*INSTRUCTIONS FOR THE TASK*. Gather every line from the rows below that contains the word "chair".
— Start of MATERIALS PROVIDED —
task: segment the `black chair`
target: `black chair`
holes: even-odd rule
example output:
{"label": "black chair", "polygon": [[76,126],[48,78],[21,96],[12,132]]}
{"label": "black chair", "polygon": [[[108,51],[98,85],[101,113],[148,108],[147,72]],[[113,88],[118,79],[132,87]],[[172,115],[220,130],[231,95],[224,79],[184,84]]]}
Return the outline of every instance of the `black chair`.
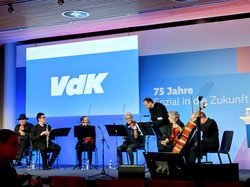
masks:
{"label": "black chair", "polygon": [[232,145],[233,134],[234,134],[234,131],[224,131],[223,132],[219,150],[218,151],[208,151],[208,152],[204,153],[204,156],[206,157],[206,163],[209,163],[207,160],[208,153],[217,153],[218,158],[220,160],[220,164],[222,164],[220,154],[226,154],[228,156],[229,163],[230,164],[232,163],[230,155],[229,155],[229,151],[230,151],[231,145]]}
— End of MATERIALS PROVIDED —
— Start of MATERIALS PROVIDED —
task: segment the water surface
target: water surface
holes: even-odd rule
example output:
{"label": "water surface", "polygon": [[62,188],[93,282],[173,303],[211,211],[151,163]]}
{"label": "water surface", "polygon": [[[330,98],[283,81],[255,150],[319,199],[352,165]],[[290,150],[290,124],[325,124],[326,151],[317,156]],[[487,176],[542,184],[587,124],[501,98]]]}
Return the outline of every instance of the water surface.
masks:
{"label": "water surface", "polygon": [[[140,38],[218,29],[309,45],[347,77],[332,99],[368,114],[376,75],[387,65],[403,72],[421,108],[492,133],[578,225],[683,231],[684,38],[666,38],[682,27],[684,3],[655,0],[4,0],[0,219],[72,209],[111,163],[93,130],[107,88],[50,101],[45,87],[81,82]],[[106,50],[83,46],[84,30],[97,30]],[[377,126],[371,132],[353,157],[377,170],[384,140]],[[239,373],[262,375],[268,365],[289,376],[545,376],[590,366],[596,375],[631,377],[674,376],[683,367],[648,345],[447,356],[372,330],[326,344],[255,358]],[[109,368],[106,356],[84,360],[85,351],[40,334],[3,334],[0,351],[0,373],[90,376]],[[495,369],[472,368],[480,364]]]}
— End of MATERIALS PROVIDED —
*REPLY TO THE TASK*.
task: segment the `black chair`
target: `black chair`
{"label": "black chair", "polygon": [[76,126],[48,78],[21,96],[12,132]]}
{"label": "black chair", "polygon": [[[108,51],[98,85],[101,113],[148,108],[147,72]],[[113,88],[118,79],[132,87]],[[172,115],[220,130],[231,95],[224,79],[184,84]]]}
Return the outline of every instance of the `black chair`.
{"label": "black chair", "polygon": [[232,145],[233,134],[234,134],[234,131],[224,131],[223,132],[219,150],[218,151],[208,151],[208,152],[204,153],[204,156],[206,157],[206,163],[209,163],[207,160],[208,153],[217,153],[218,158],[220,160],[220,164],[222,164],[220,154],[226,154],[228,156],[229,163],[230,164],[232,163],[230,155],[229,155],[229,151],[230,151],[231,145]]}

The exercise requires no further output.